## Task to complete
Render all of the data below as a numbered list, one line per item, with blank lines omitted and the picture excluded.

## Records for the exercise
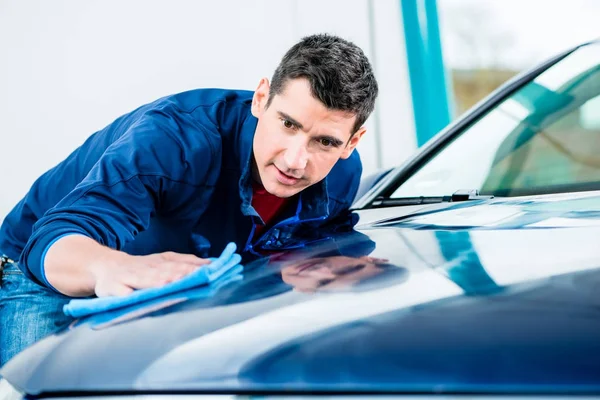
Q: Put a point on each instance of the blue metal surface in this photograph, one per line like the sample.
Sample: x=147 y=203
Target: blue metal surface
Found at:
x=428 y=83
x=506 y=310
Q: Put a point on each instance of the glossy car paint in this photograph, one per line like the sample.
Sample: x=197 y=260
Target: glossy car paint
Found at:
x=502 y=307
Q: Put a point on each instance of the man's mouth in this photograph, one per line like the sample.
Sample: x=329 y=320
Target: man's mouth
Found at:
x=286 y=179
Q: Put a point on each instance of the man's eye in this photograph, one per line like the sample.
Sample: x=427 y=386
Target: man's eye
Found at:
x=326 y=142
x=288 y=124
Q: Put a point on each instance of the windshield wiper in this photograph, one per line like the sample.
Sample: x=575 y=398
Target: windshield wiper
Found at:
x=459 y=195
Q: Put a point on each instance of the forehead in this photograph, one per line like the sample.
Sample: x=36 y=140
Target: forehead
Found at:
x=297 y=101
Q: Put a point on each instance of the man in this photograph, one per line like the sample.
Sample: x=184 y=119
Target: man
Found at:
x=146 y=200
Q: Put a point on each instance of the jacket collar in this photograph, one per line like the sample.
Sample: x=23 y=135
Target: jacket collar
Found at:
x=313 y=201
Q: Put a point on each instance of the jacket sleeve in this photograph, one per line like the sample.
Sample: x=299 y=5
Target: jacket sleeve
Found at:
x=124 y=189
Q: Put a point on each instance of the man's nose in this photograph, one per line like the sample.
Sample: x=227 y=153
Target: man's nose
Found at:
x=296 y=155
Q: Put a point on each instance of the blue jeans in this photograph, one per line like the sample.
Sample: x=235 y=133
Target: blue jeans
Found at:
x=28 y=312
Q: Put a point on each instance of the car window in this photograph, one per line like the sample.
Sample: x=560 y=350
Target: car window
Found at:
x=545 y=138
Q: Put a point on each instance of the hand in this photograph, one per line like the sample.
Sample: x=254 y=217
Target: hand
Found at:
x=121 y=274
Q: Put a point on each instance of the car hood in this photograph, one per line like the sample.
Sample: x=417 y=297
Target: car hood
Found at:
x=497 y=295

## Answer
1. Q: Put a point on each instance of the blue metal surface in this photograph, one per line like the sample.
2. Sample: x=147 y=203
3. Target: blue metal surface
4. Found at:
5. x=428 y=83
6. x=506 y=310
7. Q: Put a point on each instance of the glossy car paint in this photograph, one per line like the sample.
8. Sample: x=197 y=260
9. Target: glossy car paint
10. Found at:
11. x=502 y=307
12. Q: Put a point on each instance of the man's mouth in this photograph, one per line like the sample.
13. Sample: x=329 y=320
14. Target: man's mouth
15. Found at:
16. x=286 y=179
17. Q: Put a point on each instance of the man's eye in this photograph, one per line like the sample.
18. Sample: x=427 y=386
19. Target: man's eye
20. Found at:
21. x=326 y=142
22. x=288 y=124
23. Q: Put a point on each instance of the windshield wiper in this photograph, one per line like the sample.
24. Sample: x=575 y=398
25. Target: windshield wiper
26. Found at:
27. x=459 y=195
28. Q: Put a point on each instance of the forehead in this photograph, one per line like the sample.
29. Sample: x=36 y=140
30. Target: forehead
31. Found at:
32. x=297 y=101
33. Q: Put a point on each instance of the man in this photograph, one per line like the sample.
34. Sample: x=184 y=119
35. Target: man
36. Found at:
37. x=146 y=200
38. Q: Put a point on each instance of the jacket collar in this photograph, one per line like the sample.
39. Sample: x=23 y=135
40. Target: jacket collar
41. Found at:
42. x=313 y=201
43. Q: Put a point on each instance of the jacket sleeve in this photograph, one per line like the sample.
44. Sample: x=299 y=5
45. Target: jacket sleeve
46. Found at:
47. x=124 y=189
48. Q: Put a point on each instance of the man's nose in this photograph, one per line like the sample.
49. Sample: x=227 y=153
50. Target: man's nose
51. Found at:
52. x=296 y=155
53. Q: Put a point on each instance of the blue jeans in this photograph, one per line like the sample.
54. Sample: x=235 y=133
55. Target: blue jeans
56. Found at:
57. x=28 y=312
58. Q: Put a point on each instance of the car window in this photograph, one per line like the sample.
59. Sample: x=560 y=350
60. Target: car window
61. Found at:
62. x=545 y=138
63. Q: Put a point on each instance of the hand in this photograph, one per line like the sample.
64. Sample: x=254 y=217
65. Target: hand
66. Found at:
67. x=121 y=274
68. Q: Put a point on each instance of the car hood in this photograph, one per line like the sample.
69. Sample: x=417 y=297
70. Target: car hood
71. Found at:
72. x=497 y=295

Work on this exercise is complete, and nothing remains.